### Task brief
Having found the line that contains "of the overcast", please retype only it and every line after it up to the end of the entries, exactly as written.

_____

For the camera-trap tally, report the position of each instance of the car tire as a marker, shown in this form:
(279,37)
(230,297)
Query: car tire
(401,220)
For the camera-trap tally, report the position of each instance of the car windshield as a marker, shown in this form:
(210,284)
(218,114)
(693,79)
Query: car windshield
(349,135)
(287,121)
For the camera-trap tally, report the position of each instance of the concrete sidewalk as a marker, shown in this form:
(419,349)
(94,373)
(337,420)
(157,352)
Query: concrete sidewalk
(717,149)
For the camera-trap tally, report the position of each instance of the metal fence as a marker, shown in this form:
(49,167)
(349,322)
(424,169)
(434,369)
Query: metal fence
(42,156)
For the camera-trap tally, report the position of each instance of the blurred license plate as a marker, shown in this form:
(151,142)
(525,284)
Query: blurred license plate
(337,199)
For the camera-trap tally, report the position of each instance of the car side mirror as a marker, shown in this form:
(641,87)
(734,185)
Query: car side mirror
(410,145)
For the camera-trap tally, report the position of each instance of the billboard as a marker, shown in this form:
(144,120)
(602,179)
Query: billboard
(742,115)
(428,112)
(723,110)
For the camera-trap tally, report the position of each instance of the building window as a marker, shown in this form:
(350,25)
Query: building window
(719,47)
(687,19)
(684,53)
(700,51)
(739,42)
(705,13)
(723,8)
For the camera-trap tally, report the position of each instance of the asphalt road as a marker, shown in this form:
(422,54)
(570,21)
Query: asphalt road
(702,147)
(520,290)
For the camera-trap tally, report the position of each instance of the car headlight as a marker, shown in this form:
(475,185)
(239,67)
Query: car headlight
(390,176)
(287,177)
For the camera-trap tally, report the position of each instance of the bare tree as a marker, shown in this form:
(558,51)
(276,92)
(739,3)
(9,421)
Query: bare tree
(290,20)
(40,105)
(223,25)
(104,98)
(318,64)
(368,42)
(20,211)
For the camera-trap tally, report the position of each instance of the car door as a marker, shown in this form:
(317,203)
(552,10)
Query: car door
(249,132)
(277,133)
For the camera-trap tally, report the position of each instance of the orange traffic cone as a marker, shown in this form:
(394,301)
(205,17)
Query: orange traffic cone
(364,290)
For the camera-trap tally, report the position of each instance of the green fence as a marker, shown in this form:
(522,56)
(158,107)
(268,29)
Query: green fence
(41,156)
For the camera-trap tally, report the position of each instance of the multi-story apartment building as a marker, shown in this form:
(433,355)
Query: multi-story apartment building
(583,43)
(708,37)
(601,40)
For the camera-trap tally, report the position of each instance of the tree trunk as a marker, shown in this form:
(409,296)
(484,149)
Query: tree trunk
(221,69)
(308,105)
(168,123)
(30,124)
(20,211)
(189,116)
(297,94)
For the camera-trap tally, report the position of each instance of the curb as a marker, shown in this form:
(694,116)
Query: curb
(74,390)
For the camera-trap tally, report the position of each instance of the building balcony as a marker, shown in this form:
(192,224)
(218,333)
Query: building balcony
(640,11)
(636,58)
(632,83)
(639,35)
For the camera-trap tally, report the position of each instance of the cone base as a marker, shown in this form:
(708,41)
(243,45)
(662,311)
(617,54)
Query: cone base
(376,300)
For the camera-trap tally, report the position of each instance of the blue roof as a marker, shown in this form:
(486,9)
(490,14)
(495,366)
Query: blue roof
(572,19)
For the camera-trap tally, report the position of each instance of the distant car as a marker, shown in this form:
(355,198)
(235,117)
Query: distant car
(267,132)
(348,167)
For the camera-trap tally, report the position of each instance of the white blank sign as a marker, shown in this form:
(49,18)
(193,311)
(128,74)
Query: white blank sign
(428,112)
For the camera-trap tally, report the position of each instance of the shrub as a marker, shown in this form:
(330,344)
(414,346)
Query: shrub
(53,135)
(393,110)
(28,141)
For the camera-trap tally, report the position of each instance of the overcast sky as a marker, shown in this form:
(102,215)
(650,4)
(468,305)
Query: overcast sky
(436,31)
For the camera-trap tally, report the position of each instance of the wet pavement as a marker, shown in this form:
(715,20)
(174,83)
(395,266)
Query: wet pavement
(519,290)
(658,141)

_____

### Written solution
For the camera-trap tally, report the position of each instance of the overcast sky as a marker, shown in this form:
(102,215)
(650,4)
(468,305)
Query: overcast sky
(436,31)
For the camera-trap tally, report the position of each instance of the wet pavement as a marker, shown in this form:
(715,20)
(174,83)
(395,266)
Query: wet pavement
(519,290)
(658,141)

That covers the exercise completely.